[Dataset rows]
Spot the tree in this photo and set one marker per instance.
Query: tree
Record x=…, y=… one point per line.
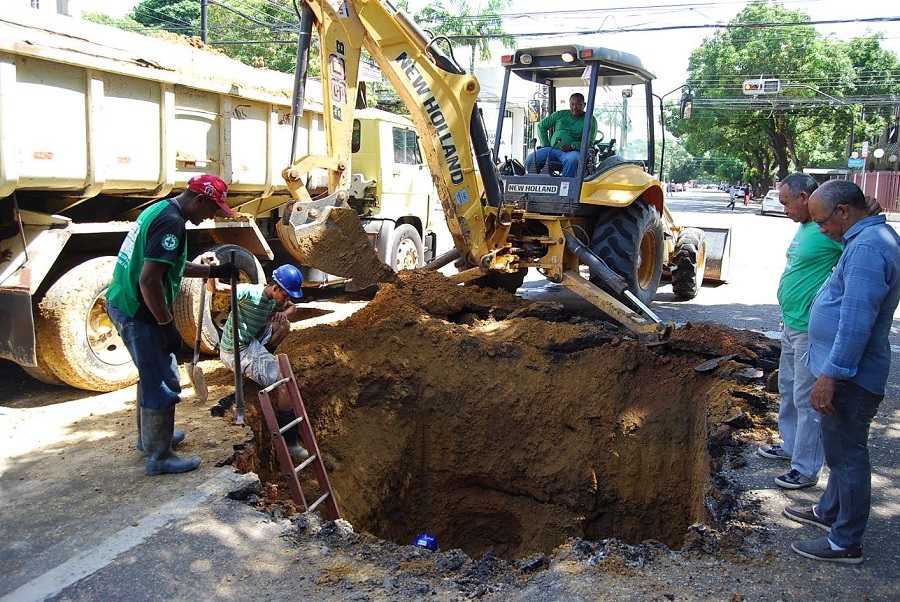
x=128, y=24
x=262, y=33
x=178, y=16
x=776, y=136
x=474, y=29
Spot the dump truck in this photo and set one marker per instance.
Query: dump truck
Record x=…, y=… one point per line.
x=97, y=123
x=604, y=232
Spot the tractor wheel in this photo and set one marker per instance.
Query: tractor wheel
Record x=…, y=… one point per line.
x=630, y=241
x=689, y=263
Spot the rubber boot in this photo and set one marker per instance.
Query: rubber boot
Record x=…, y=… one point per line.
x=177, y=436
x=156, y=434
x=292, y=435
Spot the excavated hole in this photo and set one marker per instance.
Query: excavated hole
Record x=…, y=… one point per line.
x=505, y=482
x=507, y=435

> **WHAT THE TASK REQUIRES**:
Put each line of the material above into a Markdown table with the columns Number and Text, numbering the rows and leaving out blank lines. Leave the pictures out of the table.

> **RESULT OF THE TASK**:
| Number | Text |
|---|---|
| 1 | Spot the tree in this photo and set one marker per instance. |
| 2 | Query: tree |
| 3 | Record x=…, y=… one point per line. |
| 4 | x=128, y=24 |
| 5 | x=262, y=33 |
| 6 | x=178, y=16 |
| 7 | x=776, y=136 |
| 8 | x=474, y=29 |
| 9 | Spot the dump truck in this photo and set one marker per instance. |
| 10 | Query: dump truck |
| 11 | Record x=…, y=… one point per line. |
| 12 | x=97, y=123 |
| 13 | x=604, y=232 |
| 14 | Spot the tractor wheel in this photo and set one marker per instance. |
| 15 | Query: tractor wheel |
| 16 | Record x=…, y=… one point per line. |
| 17 | x=630, y=241 |
| 18 | x=689, y=263 |
| 19 | Spot the rubber boot in this photo and set one marker per instance. |
| 20 | Query: rubber boot |
| 21 | Record x=…, y=… one point per line. |
| 22 | x=177, y=436 |
| 23 | x=156, y=434 |
| 24 | x=292, y=435 |
| 25 | Spot the excavated hole in this photo and set one marker per instance. |
| 26 | Query: excavated hole |
| 27 | Record x=…, y=… one point per line. |
| 28 | x=505, y=482 |
| 29 | x=507, y=435 |